Since I started this blog, I’ve gotten a job, I’ve been on summer break without pay, and I’ve restarted the job again with a new school year. It’s been a journey so far, and I can’t say I’ve abandoned this blog throughout the whole journey. I like to make sure I stick with something, anything, regardless of what it is, because I want to have some kind of self-assurance and repetition in my life. When I log onto Pocket Camp in the morning, it feels like completing a step of my morning ritual or routine. The same goes for this blog, as it’s a type of habit I’ve cultivated over 412 days so far.
On my desk, perched next to the lamp and beside the personal business cards, a raven sits. It’s not a fancy statue, and it’s not full of elaborate feathering and design. It’s just an all-black raven, that I’m pretty sure Alex bought for me from Target once a long time ago. The fact that it’s not a fancy or incredibly intricate design is part of what makes it special; I like to think the raven is simple and clean, a reminder of my English literature days and my ambitions toward becoming a college professor one day. It reminds me of Edgar Allan Poe’s poem, of course, but it also reminds me that I can’t give up on who I used to be, or who I want to be today. There is more out there for me to do, and the raven is there as if to say, you better make sure you’re doing everything you can to achieve your dreams.
This might all sound ridiculous, and it probably does, but sometimes small tokens have large meanings, sometimes unintentionally. They just acquire those meanings over time.
Recently, I moved the raven closer to my desk, so it serves as a more obvious reminder to me. That way I don’t forget it as frequently. It’s always there, and I’ll always remember its presence. I like to think that the raven wanted to come closer because it noticed I was losing my way a bit. Alex and I had talked about that a few times, just about how I need to focus more on my professional ambitions and not lose my way on who I want to be, whoever that is. I don’t know what it is currently, but I know that I need to get there sooner or later, whatever it takes.
I’ve decided, instead of working on my knowledge of Spanish, I’ll instead focus on learning a new language, one that actually interests me more even though I know it’ll be exceptionally difficult to learn. That language is Japanese.

WRITTEN INSTRUCTION 1: Count the lines in the records that contain the string "slope", matching case exactly, and reply with only that number.
The blog post has no connection to the records that follow it.

SUPPLIED RECORDS:

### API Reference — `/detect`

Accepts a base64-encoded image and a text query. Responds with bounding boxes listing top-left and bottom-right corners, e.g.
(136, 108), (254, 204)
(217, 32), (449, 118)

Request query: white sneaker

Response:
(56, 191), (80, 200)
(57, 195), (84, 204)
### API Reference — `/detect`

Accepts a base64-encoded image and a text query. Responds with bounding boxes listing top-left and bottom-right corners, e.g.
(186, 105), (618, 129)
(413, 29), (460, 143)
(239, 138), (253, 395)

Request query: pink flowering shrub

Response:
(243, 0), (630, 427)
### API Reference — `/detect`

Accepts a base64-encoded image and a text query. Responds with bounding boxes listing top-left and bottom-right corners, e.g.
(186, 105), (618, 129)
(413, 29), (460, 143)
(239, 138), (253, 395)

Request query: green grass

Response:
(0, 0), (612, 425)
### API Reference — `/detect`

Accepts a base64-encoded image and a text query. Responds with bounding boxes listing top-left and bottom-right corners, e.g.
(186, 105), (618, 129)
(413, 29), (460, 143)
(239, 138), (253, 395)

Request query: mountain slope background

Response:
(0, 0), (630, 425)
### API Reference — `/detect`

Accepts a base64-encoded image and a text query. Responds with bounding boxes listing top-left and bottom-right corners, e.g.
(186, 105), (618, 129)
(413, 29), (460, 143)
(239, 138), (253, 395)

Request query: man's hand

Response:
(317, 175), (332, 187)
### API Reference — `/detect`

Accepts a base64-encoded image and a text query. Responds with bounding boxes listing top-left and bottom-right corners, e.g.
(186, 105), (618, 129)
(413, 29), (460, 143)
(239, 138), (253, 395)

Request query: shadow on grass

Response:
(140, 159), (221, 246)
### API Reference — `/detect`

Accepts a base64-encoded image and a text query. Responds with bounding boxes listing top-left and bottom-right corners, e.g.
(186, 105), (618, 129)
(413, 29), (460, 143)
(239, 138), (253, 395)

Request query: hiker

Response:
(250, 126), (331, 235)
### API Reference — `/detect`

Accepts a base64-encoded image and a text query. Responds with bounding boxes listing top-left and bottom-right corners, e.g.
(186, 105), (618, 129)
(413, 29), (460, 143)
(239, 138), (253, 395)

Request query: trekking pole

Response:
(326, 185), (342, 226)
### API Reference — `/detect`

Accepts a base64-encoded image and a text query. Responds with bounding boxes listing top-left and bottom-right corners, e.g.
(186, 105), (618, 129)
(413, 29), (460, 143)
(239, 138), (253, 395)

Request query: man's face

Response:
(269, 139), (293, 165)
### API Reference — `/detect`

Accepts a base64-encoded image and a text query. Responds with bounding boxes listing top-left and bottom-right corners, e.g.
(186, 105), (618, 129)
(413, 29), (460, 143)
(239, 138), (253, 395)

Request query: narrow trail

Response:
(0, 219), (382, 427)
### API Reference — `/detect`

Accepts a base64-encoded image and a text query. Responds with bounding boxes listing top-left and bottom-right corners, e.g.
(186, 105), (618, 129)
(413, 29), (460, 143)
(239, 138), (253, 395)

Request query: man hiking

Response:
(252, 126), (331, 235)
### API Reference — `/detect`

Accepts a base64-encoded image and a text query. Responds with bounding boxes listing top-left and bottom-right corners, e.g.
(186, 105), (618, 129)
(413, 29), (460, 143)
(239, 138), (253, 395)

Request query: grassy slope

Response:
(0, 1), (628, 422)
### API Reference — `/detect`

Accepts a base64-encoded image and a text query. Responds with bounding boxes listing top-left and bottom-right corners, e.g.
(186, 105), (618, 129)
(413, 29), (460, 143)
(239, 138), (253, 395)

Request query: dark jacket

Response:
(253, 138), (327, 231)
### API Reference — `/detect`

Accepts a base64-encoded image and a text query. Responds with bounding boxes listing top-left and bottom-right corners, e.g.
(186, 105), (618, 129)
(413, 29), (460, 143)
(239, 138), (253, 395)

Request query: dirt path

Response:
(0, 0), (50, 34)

WRITTEN INSTRUCTION 2: Repeat the entire blog post word for word.

EXPECTED OUTPUT 1: 2

EXPECTED OUTPUT 2:
Since I started this blog, I’ve gotten a job, I’ve been on summer break without pay, and I’ve restarted the job again with a new school year. It’s been a journey so far, and I can’t say I’ve abandoned this blog throughout the whole journey. I like to make sure I stick with something, anything, regardless of what it is, because I want to have some kind of self-assurance and repetition in my life. When I log onto Pocket Camp in the morning, it feels like completing a step of my morning ritual or routine. The same goes for this blog, as it’s a type of habit I’ve cultivated over 412 days so far.
On my desk, perched next to the lamp and beside the personal business cards, a raven sits. It’s not a fancy statue, and it’s not full of elaborate feathering and design. It’s just an all-black raven, that I’m pretty sure Alex bought for me from Target once a long time ago. The fact that it’s not a fancy or incredibly intricate design is part of what makes it special; I like to think the raven is simple and clean, a reminder of my English literature days and my ambitions toward becoming a college professor one day. It reminds me of Edgar Allan Poe’s poem, of course, but it also reminds me that I can’t give up on who I used to be, or who I want to be today. There is more out there for me to do, and the raven is there as if to say, you better make sure you’re doing everything you can to achieve your dreams.
This might all sound ridiculous, and it probably does, but sometimes small tokens have large meanings, sometimes unintentionally. They just acquire those meanings over time.
Recently, I moved the raven closer to my desk, so it serves as a more obvious reminder to me. That way I don’t forget it as frequently. It’s always there, and I’ll always remember its presence. I like to think that the raven wanted to come closer because it noticed I was losing my way a bit. Alex and I had talked about that a few times, just about how I need to focus more on my professional ambitions and not lose my way on who I want to be, whoever that is. I don’t know what it is currently, but I know that I need to get there sooner or later, whatever it takes.
I’ve decided, instead of working on my knowledge of Spanish, I’ll instead focus on learning a new language, one that actually interests me more even though I know it’ll be exceptionally difficult to learn. That language is Japanese.